▸ **TASK OBJECTIVE**:
Please return the full listing below without altering anything.

[Start DATASET ROWS]

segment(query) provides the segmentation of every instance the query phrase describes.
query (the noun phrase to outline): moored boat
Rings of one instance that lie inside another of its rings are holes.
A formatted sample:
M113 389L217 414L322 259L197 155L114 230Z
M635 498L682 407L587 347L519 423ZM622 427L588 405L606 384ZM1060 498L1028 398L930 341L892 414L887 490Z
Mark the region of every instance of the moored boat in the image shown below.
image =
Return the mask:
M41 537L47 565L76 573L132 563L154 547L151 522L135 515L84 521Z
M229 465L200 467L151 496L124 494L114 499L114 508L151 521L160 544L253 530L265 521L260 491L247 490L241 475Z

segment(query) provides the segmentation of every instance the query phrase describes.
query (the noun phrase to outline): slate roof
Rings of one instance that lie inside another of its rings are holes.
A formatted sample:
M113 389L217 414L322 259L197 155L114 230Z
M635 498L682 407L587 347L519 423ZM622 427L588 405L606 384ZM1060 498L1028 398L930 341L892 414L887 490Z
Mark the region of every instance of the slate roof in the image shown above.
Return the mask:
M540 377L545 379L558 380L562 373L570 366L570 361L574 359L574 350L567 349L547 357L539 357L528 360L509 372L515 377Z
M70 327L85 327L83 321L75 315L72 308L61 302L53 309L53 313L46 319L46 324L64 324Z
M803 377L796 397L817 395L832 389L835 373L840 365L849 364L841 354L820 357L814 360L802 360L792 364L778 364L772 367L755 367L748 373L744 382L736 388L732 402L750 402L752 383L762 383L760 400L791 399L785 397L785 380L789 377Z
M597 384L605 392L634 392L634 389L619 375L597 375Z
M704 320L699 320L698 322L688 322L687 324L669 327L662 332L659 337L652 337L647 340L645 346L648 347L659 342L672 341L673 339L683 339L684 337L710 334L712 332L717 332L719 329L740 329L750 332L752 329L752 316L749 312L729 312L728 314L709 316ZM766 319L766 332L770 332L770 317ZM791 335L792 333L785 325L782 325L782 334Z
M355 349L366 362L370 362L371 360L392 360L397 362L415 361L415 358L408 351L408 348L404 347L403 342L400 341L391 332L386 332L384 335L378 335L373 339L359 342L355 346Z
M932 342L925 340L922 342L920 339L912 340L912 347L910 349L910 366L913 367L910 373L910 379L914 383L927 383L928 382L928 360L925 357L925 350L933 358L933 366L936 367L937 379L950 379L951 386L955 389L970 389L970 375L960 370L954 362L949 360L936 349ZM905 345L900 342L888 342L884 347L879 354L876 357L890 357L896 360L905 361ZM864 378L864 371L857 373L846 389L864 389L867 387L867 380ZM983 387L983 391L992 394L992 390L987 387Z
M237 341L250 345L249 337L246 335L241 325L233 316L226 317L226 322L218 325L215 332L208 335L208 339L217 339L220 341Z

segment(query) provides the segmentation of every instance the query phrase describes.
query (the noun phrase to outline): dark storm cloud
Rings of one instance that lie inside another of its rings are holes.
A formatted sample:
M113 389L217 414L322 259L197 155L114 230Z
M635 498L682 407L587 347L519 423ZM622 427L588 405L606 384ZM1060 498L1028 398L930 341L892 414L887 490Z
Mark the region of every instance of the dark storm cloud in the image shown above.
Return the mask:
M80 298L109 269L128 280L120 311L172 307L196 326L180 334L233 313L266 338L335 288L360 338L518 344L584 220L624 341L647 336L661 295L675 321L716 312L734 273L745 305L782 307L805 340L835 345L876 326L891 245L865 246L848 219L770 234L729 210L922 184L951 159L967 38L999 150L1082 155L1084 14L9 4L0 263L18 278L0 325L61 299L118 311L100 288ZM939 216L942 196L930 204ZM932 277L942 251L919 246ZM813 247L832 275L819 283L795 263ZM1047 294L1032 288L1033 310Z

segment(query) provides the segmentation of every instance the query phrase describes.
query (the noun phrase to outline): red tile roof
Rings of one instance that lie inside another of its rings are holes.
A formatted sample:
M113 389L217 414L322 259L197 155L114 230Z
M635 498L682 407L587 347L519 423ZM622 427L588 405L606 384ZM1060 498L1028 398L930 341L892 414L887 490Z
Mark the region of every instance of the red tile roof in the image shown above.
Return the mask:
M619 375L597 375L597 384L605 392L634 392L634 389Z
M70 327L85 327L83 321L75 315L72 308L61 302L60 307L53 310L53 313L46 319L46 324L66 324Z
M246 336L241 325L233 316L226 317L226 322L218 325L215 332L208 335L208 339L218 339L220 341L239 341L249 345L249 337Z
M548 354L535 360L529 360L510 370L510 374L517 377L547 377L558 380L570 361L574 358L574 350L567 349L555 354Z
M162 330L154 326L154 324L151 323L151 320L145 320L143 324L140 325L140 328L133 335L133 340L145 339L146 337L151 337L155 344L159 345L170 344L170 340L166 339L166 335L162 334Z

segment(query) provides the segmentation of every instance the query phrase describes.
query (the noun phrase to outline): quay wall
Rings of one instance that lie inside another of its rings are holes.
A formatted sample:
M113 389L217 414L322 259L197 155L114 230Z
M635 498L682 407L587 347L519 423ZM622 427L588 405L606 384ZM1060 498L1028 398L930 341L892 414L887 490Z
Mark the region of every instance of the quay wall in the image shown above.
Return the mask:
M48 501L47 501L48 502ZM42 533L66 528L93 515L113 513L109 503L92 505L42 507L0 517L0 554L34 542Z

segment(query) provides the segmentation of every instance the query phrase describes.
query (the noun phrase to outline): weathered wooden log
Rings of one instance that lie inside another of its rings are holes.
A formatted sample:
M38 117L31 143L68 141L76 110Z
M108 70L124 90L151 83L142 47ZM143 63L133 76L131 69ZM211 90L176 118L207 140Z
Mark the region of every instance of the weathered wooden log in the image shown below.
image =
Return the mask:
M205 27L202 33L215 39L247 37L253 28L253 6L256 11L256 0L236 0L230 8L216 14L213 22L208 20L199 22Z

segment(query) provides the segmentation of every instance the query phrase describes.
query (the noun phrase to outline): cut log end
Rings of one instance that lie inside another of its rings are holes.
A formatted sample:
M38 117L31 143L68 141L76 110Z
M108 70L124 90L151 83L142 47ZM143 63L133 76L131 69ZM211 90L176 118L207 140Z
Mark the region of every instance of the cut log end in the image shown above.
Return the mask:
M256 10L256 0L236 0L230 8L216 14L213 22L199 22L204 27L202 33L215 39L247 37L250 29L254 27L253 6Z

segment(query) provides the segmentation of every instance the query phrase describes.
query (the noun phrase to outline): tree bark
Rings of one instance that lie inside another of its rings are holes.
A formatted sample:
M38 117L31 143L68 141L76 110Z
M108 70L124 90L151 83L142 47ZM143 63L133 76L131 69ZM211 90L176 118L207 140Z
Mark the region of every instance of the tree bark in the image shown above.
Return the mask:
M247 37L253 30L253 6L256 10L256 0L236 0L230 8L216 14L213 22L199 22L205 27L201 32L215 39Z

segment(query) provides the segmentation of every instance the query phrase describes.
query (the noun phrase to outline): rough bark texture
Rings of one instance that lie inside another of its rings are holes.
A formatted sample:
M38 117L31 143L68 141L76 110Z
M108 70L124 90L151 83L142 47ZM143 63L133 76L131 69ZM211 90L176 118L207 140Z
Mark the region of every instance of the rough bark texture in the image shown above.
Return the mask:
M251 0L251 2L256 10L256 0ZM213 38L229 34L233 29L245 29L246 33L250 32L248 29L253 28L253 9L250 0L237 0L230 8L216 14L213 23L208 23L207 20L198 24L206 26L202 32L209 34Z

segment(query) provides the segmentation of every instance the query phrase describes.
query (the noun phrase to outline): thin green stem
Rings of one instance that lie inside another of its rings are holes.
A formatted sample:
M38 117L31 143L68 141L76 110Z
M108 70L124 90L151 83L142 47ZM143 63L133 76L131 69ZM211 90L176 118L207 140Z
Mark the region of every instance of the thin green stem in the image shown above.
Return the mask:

[End DATASET ROWS]

▸ **SOLVED EXERCISE**:
segment(query) provides the segmentation of every instance the query phrase describes.
query (the noun phrase to outline): moored boat
Rings of one instance that lie inside another of its rings are holes.
A formatted sample:
M113 389L217 414L322 259L197 155L114 230Z
M635 498L682 407L587 347L519 423ZM622 427L588 405L606 384ZM1060 498L1028 398L930 341L892 414L887 490Z
Mark the region of every instance of the moored boat in the image shown below.
image =
Return the mask:
M41 537L47 565L76 573L132 563L154 547L151 522L135 515L84 521Z
M229 465L200 467L151 496L124 494L114 499L114 508L151 521L160 544L253 530L265 521L260 491L247 490L241 475Z

segment(query) provides the segmentation of every instance the query phrase describes.
query (the noun phrase to outline): slate roof
Rings of one instance that lie inside another of its rings are holes.
A formatted sample:
M113 389L217 414L322 259L197 155L114 230Z
M635 498L682 407L587 347L519 423ZM622 427L588 405L606 384ZM1060 498L1028 398L930 341L892 414L887 490Z
Mark the region of every instance of the slate roof in the image shown above.
Return the mask:
M540 377L545 379L558 380L562 373L570 366L570 361L574 359L574 350L567 349L547 357L539 357L528 360L509 372L515 377Z
M70 327L85 327L83 321L75 315L72 308L61 302L53 309L53 313L46 319L46 324L64 324Z
M803 377L796 397L817 395L832 389L835 373L840 365L849 364L841 354L820 357L814 360L802 360L792 364L778 364L772 367L755 367L748 373L744 382L736 388L732 402L750 402L752 383L762 383L760 400L791 399L785 397L785 380L789 377Z
M597 384L605 392L634 392L634 389L619 375L597 375Z
M704 320L699 320L698 322L688 322L687 324L669 327L662 332L659 337L652 337L647 340L645 346L648 347L659 342L672 341L673 339L683 339L684 337L710 334L712 332L717 332L719 329L740 329L750 332L752 329L752 316L749 312L729 312L728 314L709 316ZM766 319L766 332L770 332L770 317ZM791 335L792 333L785 325L782 325L782 334Z
M355 349L366 362L370 362L371 360L392 360L397 362L415 361L415 358L408 351L408 348L404 347L403 342L400 341L391 332L386 332L384 335L378 335L373 339L359 342L355 346Z
M932 342L925 340L922 342L920 339L912 340L912 347L910 349L910 366L913 367L910 373L910 379L914 383L927 383L928 382L928 360L925 357L925 350L933 358L933 366L936 367L937 379L950 379L951 386L955 389L970 389L970 375L960 370L954 362L949 360L936 349ZM905 345L900 342L888 342L884 347L879 354L876 357L890 357L896 360L905 361ZM864 378L864 371L857 373L846 389L864 389L867 387L867 380ZM983 387L983 391L992 394L992 390L987 387Z
M237 341L250 345L249 337L246 335L241 325L233 316L226 317L226 322L218 325L215 332L208 335L208 339L217 339L220 341Z

segment(query) provides the segmentation of every instance the query phrase describes.
query (the noun phrase to outline): dark storm cloud
Rings of one instance that lie inside another of its rings are holes.
A formatted sample:
M113 389L217 414L322 259L197 155L114 230Z
M635 498L682 407L587 347L519 423ZM622 427L588 405L606 384ZM1060 498L1028 398L930 341L892 414L887 490Z
Mark the region of every instance of the dark storm cloud in the image shown above.
Return the mask:
M80 298L109 269L128 280L120 311L172 307L196 326L180 334L233 313L266 338L335 288L360 338L518 344L584 220L624 341L647 336L661 295L675 321L716 312L734 273L745 305L782 307L805 340L835 345L876 326L891 245L865 246L848 219L770 234L729 210L922 184L951 159L967 38L999 150L1082 155L1084 14L9 4L0 263L18 278L0 325L61 299L118 311L100 288ZM939 216L942 196L930 204ZM932 277L942 251L919 246ZM813 247L832 275L819 283L795 263ZM1047 294L1032 288L1033 310Z

segment(query) provides the segmentation of every instance the query phrase describes.
query (the noun phrase to outline): red tile roof
Rings of one instance that lie inside another of its rings are holes.
A formatted sample:
M113 389L217 414L322 259L197 155L114 230Z
M635 498L682 407L587 347L519 423ZM622 427L588 405L606 384ZM1060 498L1028 398L930 341L892 414L887 490Z
Mark the region of every instance of the red tile roof in the image shown above.
Return the mask:
M619 375L597 375L597 384L605 392L634 392L634 389Z
M70 327L85 327L83 321L75 315L72 308L61 302L60 307L53 310L53 313L46 319L46 324L66 324Z
M246 336L241 325L233 316L226 317L226 322L218 325L215 332L208 335L208 339L218 339L220 341L239 341L249 345L249 337Z
M548 354L535 360L529 360L510 370L510 374L517 377L547 377L558 380L570 361L574 358L574 350L567 349L555 354Z
M162 330L154 326L154 324L151 323L151 320L145 320L143 324L140 325L140 328L133 335L133 340L145 339L146 337L151 337L155 344L159 345L170 344L170 340L166 339L166 335L162 334Z

segment(query) provides the segmentation of every instance the query phrase describes.
query (the noun phrase to outline): quay wall
Rings of one instance that lie inside another of its rings are holes.
A formatted sample:
M113 389L217 414L322 259L197 155L114 230Z
M635 498L682 407L587 347L519 423ZM622 427L588 405L606 384ZM1060 498L1028 398L930 341L892 414L887 490Z
Mark the region of every instance of the quay wall in the image shown above.
Return the mask:
M48 501L47 501L48 502ZM42 533L66 528L93 515L113 513L109 503L92 505L42 507L0 517L0 554L34 542Z

segment(query) provides the segmentation of every instance the query phrase describes.
query (the noun phrase to outline): weathered wooden log
Rings of one instance that lie inside another of its rings are holes.
A formatted sample:
M38 117L31 143L68 141L76 110Z
M108 70L124 90L151 83L142 47ZM143 63L133 76L131 69ZM211 90L176 118L207 140Z
Mark the region of every instance of the weathered wooden log in the image shown below.
image =
Return the mask:
M205 27L202 33L215 39L247 37L253 28L253 6L256 11L256 0L236 0L230 8L216 14L213 22L208 20L199 22Z

segment(query) provides the segmentation of every instance the query phrase describes.
query (the noun phrase to outline): cut log end
Rings of one instance that lie inside another of its rings are holes.
A formatted sample:
M38 117L31 143L68 141L76 110Z
M108 70L124 90L151 83L142 47ZM143 63L133 76L131 69ZM211 90L176 118L207 140Z
Mark the region of every instance of the cut log end in the image shown above.
Return the mask:
M256 10L256 0L236 0L230 8L216 14L213 22L199 22L204 27L202 33L215 39L247 37L250 29L254 27L253 6Z

segment(query) provides the segmentation of every instance the query phrase describes.
query (the noun phrase to outline): tree bark
Rings of one instance that lie inside another of its rings are holes.
A formatted sample:
M38 117L31 143L68 141L76 110Z
M108 70L124 90L151 83L142 47ZM143 63L133 76L131 69ZM211 90L176 118L207 140Z
Mark the region of every instance of the tree bark in the image shown above.
Return the mask:
M247 37L253 30L253 6L256 10L256 0L236 0L230 8L216 14L213 22L199 22L205 27L201 32L215 39Z

segment(query) provides the segmentation of every instance the query phrase describes.
query (the noun phrase to outline): rough bark texture
Rings of one instance that lie inside another of its rings are holes.
A formatted sample:
M38 117L31 143L68 141L76 110Z
M108 70L124 90L151 83L142 47ZM143 63L133 76L131 69ZM211 90L176 118L207 140Z
Mark the region of every instance of the rough bark texture in the image shown above.
Return the mask:
M251 0L251 2L256 10L256 0ZM213 38L229 34L233 29L245 29L246 33L250 32L248 29L253 28L253 9L250 0L237 0L230 8L216 14L213 23L208 23L207 20L198 24L206 26L202 32L209 34Z

segment(query) provides the segmentation of every instance the query phrase describes.
query (the noun phrase to outline): thin green stem
Rings of one instance that lie inside another of its rings are holes.
A formatted sample:
M38 117L31 143L68 141L76 110Z
M108 70L124 90L151 83L142 47ZM143 63L133 76L131 69ZM211 90L176 118L207 140Z
Mark the region of every instance of the thin green stem in the image shown above.
Return the mask:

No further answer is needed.